TRECHO SELECIONADO:
---
Com a chegada do navio-prisão ao Porto de Santos, ele foi enviado para lá. "Aquele navio enorme,
de casco negro, tinha um aspecto desafiador para a sociedade santista. Só quem esteve preso nele sabe da dor e sofrimento de permanecer
incomunicável sob torturas psicológicas, vendo companheiros serem castigados sem nada terem feito. Recebi auxílio dos meus companheiros de trabalho,
porque até o nosso direito de auxílio-reclusão foi suspenso, sendo pago só depois de sete meses", relembra com tristeza o ex-sindicalista.
"A intenção da ditadura militar não era só nos matar de fome, mas também aos nossos filhos, em
casa, que estavam ficando sem o leite, só que os militares não contavam com o amparo e solidariedade humana dos companheiros de cais. E foi essa
solidariedade que nos deu forças para suportar todas as adversidades. Mas, eu não posso me queixar, porque, graças a Deus, ainda estou aqui
vivendo", relata Argeu.
---
TRECHO DOS DADOS:
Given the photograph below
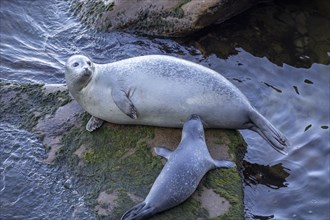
---
EXERCÍCIO BREVE A:
Segundo o trecho sobre o navio-prisão, depois de quanto tempo o auxílio-reclusão foi pago?
EXERCÍCIO BREVE B:
No trecho sobre o navio-prisão, reescreva a passagem de "Com a chegada" até "tristeza o ex-sindicalista.", trocando "casco negro" por "casco escuro".

RESPOSTA DA TAREFA A:
Depois de sete meses.

RESPOSTA DA TAREFA B:
Com a chegada do navio-prisão ao Porto de Santos, ele foi enviado para lá. "Aquele navio enorme,
de casco escuro, tinha um aspecto desafiador para a sociedade santista. Só quem esteve preso nele sabe da dor e sofrimento de permanecer
incomunicável sob torturas psicológicas, vendo companheiros serem castigados sem nada terem feito. Recebi auxílio dos meus companheiros de trabalho,
porque até o nosso direito de auxílio-reclusão foi suspenso, sendo pago só depois de sete meses", relembra com tristeza o ex-sindicalista.